Labeled-object pointing entries
****************
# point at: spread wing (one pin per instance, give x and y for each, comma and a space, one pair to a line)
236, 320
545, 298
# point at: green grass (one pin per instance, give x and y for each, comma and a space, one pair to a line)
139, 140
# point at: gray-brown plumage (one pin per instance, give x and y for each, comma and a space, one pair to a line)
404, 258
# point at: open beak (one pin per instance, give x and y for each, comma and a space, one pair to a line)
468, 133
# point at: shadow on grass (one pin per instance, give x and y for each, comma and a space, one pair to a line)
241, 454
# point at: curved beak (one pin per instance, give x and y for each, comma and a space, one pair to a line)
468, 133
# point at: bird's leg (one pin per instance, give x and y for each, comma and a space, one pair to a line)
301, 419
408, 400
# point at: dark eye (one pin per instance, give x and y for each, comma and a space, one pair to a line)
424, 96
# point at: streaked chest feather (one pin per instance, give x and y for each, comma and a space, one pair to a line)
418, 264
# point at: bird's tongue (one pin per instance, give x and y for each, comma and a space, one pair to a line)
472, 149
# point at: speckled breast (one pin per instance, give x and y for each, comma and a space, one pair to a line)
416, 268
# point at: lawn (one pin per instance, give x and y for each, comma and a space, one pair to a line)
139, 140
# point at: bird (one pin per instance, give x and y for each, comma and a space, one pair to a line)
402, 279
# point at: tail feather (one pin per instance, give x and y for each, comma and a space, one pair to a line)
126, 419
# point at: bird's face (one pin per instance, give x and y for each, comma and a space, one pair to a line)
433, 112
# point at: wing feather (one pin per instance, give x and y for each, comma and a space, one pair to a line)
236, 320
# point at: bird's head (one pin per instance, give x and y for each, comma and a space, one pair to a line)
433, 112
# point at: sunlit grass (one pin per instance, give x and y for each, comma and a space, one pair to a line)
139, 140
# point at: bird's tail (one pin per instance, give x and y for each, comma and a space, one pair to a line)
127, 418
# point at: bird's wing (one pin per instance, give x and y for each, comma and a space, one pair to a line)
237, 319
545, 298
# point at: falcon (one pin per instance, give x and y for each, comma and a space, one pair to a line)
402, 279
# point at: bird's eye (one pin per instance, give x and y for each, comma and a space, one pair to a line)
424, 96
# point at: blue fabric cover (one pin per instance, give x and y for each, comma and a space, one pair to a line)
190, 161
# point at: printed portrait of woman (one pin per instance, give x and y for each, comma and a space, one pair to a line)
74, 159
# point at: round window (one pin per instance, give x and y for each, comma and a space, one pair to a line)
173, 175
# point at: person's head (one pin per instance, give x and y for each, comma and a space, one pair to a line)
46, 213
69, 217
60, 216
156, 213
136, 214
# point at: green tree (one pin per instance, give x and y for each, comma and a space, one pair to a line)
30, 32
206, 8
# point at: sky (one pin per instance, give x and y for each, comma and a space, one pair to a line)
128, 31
****************
Exercise directions>
Every entry needs to be retyped exactly.

Written response>
# point at: spread wing (one pin per instance, give x and y for each, comma and a space, one pair to a line)
236, 320
545, 298
# point at: green grass (one pin per instance, give x and y for each, comma and a space, one pair to a line)
139, 140
# point at: gray-brown plumage (one pin per instance, give x and y for each, comma and a space, one pair to a line)
404, 258
# point at: open beak (one pin per instance, give x and y for each, comma and a space, one pair to a line)
468, 133
# point at: shadow on grass (one pin per instance, give x and y for each, comma and a space, one pair to a line)
241, 454
# point at: curved beak (one pin per instance, give x and y for each, comma and a space, one pair to a line)
468, 133
# point at: bird's leg (one pin per instance, give x and y for each, comma and a space, one pair to a line)
301, 419
408, 400
# point at: dark eye (one pin per instance, give x and y for each, comma and a space, one pair to a line)
424, 96
# point at: streaked chest feather (one pin per instance, give x and y for each, comma and a space, one pair to a line)
418, 264
# point at: bird's tongue (one pin per instance, give x and y for each, comma and a space, one pair to a line)
472, 149
# point at: speckled breast (one pin per instance, give x and y for each, comma and a space, one pair to a line)
416, 268
# point at: lawn (one pin per instance, give x and y for each, comma and a space, one pair to a line)
139, 140
# point at: bird (one pin per instance, give x and y for each, comma and a space, one pair to a line)
402, 279
# point at: tail feather (one pin per instance, give x and y for each, comma and a space, one pair to a line)
126, 419
# point at: bird's face (one pin per instance, give x and y for each, comma and a space, one pair to a line)
433, 112
# point at: wing feather (one pin per instance, give x and y for each, comma and a space, one pair to a line)
236, 320
# point at: bird's head (one pin per instance, give x and y for each, comma and a space, one pair to a line)
433, 112
# point at: sunlit grass (one pin per instance, give x and y for each, comma and a space, one pair to a line)
139, 140
# point at: bird's tail (one pin per instance, give x and y for each, comma and a space, one pair to a line)
127, 418
# point at: bird's wing (one pin per instance, give x and y for each, comma and a space, one pair to a line)
237, 319
545, 298
# point at: falcon (one pin per instance, give x and y for each, comma and a space, one pair to a line)
402, 279
# point at: bird's eye (one pin per instance, give x and y for each, comma and a space, one pair to a line)
424, 96
# point at: blue fabric cover (one pin per instance, give x and y for each, comma and a space, one pair to a line)
190, 161
# point at: printed portrait of woman (one pin per instance, give x and y for each, comma and a space, one pair to a line)
74, 159
# point at: round window (one pin per instance, give x and y for each, comma and a space, one pair to a line)
173, 175
# point at: person's head (one pin per instance, give x and y for each, comma and a space, one pair to a line)
46, 213
69, 217
60, 216
156, 213
136, 214
# point at: green tree (one pin per instance, give x and y for each, comma and a space, one pair to a line)
30, 32
206, 8
# point at: sky (one pin per instance, give x and y for each, comma and a space, one pair to a line)
128, 31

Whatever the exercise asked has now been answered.